Direction A =>
Answer these questions using the windfarm commentary below, one answer per line:
(i) What did the Scottish Government deny planning approval to?
(ii) What is the first thing a contractor does before building a giant windmill on peatland?
(iii) Over what span of time does peat store CO2 as it forms?

Selection =>
╔══
THE DECISION by the Scottish Government to deny planning approval to the giant windfarm on Lewis should be applauded. It is the first glimmer of light in the whole tortuous debate on renewable energy.

 

The previous Labour/Lib-Lab executive had no coherent strategy for wind energy, simply offering lucrative inducements to power companies and land-owners which led to a stampede to erect giant turbines. Hundreds of applications are still in the planning pipeline, many of them in wholly inappropriate locations which would threaten endangered flora and fauna and industrialise some of Scotland’s most spectacular landscape. Worse still, by destroying deep peatland, as would have been the case on Lewis, these wind-farms would create more carbon emissions than they would ever save.

 

Peat is a global carbon sink, storing millions of tonnes of CO2 during the tens of thousands of years the peat is formed from rotting trees and plant material. The first thing a contractor does before building a giant windmill on peatland is to drain the area, thus releasing all of the stored CO2 into the atmosphere. The peatland is also subsequently destroyed as a carbon sump, stopping any further carbon storage.

 

Taken together with the construction of mammoth steel towers, huge metal sails, vast concrete foundations under every turbine, borrow pits, drains, connecting roads, overhead powerlines and pylons, the carbon footprint from every windfarm built on deep peat far exceeds any environmental saving it may aspire to.
╚══
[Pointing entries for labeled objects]
╔══
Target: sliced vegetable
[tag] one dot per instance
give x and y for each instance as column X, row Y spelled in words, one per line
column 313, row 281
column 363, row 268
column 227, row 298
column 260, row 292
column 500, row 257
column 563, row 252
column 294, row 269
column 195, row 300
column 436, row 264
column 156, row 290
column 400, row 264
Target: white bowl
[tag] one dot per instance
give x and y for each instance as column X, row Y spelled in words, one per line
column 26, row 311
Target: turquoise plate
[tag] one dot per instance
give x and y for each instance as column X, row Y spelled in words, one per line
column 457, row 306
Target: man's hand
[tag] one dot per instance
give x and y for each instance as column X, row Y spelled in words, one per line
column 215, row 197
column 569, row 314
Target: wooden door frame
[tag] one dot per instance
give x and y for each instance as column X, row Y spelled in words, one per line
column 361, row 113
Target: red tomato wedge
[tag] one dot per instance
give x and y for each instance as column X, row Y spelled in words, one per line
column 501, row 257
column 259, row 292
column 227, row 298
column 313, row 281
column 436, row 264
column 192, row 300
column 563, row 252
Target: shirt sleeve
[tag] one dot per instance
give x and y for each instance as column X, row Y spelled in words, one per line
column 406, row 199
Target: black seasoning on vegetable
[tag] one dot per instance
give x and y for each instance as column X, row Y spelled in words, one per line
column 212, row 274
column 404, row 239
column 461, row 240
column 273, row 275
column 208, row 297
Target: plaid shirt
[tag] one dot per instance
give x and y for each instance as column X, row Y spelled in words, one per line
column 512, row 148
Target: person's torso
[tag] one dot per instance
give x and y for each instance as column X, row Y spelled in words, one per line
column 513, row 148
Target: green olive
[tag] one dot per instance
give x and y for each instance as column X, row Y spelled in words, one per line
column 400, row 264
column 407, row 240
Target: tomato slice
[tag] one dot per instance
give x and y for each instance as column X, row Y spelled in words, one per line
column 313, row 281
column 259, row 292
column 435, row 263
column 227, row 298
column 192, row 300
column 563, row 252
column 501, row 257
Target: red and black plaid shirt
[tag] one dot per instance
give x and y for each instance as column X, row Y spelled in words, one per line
╚══
Direction B => Arrange the record lines as a Markdown table with the columns Row and Record line. Begin with the line containing "Target: turquoise plate", continue through the line containing "column 407, row 240", and omit blank lines.

Task output A =>
(i) The giant windfarm on Lewis.
(ii) Drains the area.
(iii) Tens of thousands of years.

Task output B =>
| Row | Record line |
|---|---|
| 1 | Target: turquoise plate |
| 2 | [tag] one dot per instance |
| 3 | give x and y for each instance as column X, row Y spelled in words, one per line |
| 4 | column 457, row 306 |
| 5 | Target: man's hand |
| 6 | [tag] one dot per instance |
| 7 | give x and y for each instance as column X, row Y spelled in words, one per line |
| 8 | column 215, row 197 |
| 9 | column 569, row 314 |
| 10 | Target: wooden door frame |
| 11 | [tag] one dot per instance |
| 12 | give x and y for each instance as column X, row Y spelled in words, one per line |
| 13 | column 361, row 113 |
| 14 | Target: red tomato wedge |
| 15 | [tag] one dot per instance |
| 16 | give x and y for each instance as column X, row Y spelled in words, one per line |
| 17 | column 501, row 257 |
| 18 | column 259, row 292 |
| 19 | column 227, row 298 |
| 20 | column 313, row 281 |
| 21 | column 436, row 264 |
| 22 | column 192, row 300 |
| 23 | column 563, row 252 |
| 24 | Target: shirt sleeve |
| 25 | [tag] one dot per instance |
| 26 | give x and y for each instance as column X, row Y spelled in words, one per line |
| 27 | column 406, row 199 |
| 28 | Target: black seasoning on vegetable |
| 29 | [tag] one dot per instance |
| 30 | give x and y for each instance as column X, row Y spelled in words, one per line |
| 31 | column 212, row 274 |
| 32 | column 404, row 239 |
| 33 | column 461, row 240 |
| 34 | column 273, row 275 |
| 35 | column 208, row 297 |
| 36 | Target: plaid shirt |
| 37 | [tag] one dot per instance |
| 38 | give x and y for each instance as column X, row Y spelled in words, one per line |
| 39 | column 512, row 148 |
| 40 | Target: person's torso |
| 41 | [tag] one dot per instance |
| 42 | give x and y for each instance as column X, row Y spelled in words, one per line |
| 43 | column 513, row 148 |
| 44 | Target: green olive |
| 45 | [tag] one dot per instance |
| 46 | give x and y for each instance as column X, row Y spelled in words, one per line |
| 47 | column 400, row 264 |
| 48 | column 407, row 240 |